- _Extract provided_:
========
David Cone, now a terrific broadcaster for the Yankees on the YES Network, was one of the best pitchers of his time. He went 20-3 in 1988 for the Mets. A decade later, he posted a 20-7 record as part of the '98 World Series champion Yankees. On July 18, 1999, the then 36-year-old Cone hurled a perfect game.
In a 17-year career, he went 194-126. He was, at his very best, a combination of power and artistry.
So he seemed like as good a baseball man as any to talk about what he is seeing, what we are all seeing, from Jacob deGrom right now.
"He may have the best fastball I've ever seen," Cone said Tuesday night before he would work the Yankees-Orioles game. "His combination of power and control is as good as I've ever seen."
Cone paused. He was just getting going.
"He's one of the guys pitching off his fastball, working off his fastball, in an era where so many guys are in love with changing speeds, and their offspeed stuff," said Cone.
"I really think he really only throws his slider when he gets bored," Cone said.
deGrom pitches against the Red Sox on Wednesday night at Citi Field. It means that is the main event in baseball on Wednesday night. If you love baseball, you want to know what deGrom is doing when it is his turn to pitch as much as you want to know what Shohei Ohtani is doing when he gets the ball.
========
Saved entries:
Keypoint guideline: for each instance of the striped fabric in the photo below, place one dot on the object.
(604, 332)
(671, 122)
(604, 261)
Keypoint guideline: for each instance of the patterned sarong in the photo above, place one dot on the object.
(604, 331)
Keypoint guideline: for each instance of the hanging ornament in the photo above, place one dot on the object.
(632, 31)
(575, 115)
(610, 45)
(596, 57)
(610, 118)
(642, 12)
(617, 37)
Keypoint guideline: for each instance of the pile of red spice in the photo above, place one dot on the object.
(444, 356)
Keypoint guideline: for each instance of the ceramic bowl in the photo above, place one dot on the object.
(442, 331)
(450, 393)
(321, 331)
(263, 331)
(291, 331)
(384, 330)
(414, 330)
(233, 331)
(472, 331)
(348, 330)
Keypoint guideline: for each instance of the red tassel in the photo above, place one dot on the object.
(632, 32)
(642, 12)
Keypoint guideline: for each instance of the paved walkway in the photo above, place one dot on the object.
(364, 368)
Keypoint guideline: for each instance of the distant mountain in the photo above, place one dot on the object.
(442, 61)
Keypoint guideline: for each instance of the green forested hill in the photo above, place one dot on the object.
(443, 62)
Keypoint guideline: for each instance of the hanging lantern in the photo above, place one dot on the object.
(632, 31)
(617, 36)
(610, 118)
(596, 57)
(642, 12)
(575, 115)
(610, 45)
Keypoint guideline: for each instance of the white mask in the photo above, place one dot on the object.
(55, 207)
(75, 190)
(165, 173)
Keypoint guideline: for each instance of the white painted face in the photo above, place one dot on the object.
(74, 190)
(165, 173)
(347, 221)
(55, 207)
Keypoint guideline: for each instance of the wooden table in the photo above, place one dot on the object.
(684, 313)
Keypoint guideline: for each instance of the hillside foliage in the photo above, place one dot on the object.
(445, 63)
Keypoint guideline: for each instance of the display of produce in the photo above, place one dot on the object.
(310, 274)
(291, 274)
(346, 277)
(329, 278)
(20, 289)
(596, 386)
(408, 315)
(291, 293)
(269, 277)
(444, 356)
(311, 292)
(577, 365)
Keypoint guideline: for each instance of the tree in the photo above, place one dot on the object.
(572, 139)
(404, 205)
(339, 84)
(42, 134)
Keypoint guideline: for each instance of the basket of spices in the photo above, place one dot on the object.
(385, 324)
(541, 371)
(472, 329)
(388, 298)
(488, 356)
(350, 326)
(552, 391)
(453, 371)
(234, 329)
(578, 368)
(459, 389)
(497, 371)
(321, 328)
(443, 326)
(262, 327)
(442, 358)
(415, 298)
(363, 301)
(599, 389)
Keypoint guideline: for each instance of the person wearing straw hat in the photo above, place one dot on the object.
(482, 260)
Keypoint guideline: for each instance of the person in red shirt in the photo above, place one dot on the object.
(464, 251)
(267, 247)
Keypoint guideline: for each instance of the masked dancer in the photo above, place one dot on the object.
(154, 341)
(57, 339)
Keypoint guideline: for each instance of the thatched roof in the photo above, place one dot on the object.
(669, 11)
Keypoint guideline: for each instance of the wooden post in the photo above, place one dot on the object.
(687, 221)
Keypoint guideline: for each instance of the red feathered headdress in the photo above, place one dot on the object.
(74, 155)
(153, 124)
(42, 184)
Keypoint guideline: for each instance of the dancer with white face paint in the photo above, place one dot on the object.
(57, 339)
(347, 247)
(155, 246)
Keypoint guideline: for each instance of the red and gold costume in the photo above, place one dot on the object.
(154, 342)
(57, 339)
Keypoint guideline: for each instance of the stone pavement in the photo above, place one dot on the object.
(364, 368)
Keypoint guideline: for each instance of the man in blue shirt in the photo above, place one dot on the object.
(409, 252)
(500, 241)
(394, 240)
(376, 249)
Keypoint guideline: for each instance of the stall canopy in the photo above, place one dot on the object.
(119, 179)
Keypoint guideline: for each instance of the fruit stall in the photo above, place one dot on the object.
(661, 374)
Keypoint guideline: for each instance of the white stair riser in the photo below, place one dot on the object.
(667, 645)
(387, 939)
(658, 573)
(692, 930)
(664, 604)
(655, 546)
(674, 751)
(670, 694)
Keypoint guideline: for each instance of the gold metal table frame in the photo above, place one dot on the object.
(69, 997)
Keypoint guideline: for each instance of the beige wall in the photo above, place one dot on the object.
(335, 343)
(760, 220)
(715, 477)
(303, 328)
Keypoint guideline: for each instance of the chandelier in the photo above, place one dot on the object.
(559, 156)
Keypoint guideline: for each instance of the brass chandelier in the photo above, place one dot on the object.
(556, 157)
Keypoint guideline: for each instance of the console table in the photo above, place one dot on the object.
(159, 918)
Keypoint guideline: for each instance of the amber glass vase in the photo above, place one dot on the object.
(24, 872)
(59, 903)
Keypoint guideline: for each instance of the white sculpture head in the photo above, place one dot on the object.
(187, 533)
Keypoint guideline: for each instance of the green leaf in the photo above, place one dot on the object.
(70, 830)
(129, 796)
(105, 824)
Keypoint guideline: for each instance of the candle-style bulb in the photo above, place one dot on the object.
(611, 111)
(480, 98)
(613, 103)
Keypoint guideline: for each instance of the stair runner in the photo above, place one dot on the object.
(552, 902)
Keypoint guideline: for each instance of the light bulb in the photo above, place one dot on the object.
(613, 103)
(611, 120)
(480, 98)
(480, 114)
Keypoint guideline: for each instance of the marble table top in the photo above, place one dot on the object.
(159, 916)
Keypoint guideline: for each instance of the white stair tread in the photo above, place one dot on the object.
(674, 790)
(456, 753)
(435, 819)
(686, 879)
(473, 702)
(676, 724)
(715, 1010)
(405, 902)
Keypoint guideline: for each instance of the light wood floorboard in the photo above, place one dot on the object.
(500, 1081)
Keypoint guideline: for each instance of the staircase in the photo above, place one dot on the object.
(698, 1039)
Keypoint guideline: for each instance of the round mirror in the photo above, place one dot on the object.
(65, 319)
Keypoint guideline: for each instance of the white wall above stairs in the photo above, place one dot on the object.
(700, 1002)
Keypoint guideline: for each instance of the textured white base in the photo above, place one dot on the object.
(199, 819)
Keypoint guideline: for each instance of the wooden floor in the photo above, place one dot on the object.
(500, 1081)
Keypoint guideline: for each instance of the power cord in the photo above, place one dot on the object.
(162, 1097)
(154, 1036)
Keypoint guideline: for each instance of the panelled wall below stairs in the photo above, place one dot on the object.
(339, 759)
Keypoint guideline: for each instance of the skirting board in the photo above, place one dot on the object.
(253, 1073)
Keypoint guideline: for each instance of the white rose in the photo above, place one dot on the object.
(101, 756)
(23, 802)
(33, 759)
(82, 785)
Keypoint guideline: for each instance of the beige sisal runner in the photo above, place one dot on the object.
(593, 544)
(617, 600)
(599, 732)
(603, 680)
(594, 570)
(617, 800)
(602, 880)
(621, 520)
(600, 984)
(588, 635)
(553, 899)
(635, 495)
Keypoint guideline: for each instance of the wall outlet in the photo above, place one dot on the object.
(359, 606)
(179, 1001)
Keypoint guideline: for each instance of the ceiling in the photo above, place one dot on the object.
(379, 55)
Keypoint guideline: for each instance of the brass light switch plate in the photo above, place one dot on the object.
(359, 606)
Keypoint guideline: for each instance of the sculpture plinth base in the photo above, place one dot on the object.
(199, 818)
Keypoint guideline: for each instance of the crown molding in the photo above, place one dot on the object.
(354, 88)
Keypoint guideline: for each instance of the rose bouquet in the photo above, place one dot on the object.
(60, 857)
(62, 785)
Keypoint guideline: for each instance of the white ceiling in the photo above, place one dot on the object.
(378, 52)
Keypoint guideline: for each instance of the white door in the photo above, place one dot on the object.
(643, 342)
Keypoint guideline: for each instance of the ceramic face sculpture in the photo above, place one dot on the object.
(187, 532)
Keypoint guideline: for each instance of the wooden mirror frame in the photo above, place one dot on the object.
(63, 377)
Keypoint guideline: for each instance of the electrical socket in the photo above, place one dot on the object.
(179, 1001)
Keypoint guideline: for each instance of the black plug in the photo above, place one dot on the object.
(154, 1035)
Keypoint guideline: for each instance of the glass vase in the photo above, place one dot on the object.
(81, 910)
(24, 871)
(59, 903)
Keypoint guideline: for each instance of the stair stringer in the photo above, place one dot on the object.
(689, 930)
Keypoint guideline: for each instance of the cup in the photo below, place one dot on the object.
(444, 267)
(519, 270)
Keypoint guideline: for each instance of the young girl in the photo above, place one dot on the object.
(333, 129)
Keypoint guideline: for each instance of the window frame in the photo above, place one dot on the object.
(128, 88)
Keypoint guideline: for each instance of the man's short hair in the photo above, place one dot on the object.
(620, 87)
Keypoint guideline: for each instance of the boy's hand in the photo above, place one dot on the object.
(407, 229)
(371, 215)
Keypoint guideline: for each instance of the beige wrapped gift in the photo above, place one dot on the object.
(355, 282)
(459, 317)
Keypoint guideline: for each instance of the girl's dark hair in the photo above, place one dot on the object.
========
Reproduce the article about Jacob deGrom word for word from "David Cone, now" to "power and artistry.".

David Cone, now a terrific broadcaster for the Yankees on the YES Network, was one of the best pitchers of his time. He went 20-3 in 1988 for the Mets. A decade later, he posted a 20-7 record as part of the '98 World Series champion Yankees. On July 18, 1999, the then 36-year-old Cone hurled a perfect game.
In a 17-year career, he went 194-126. He was, at his very best, a combination of power and artistry.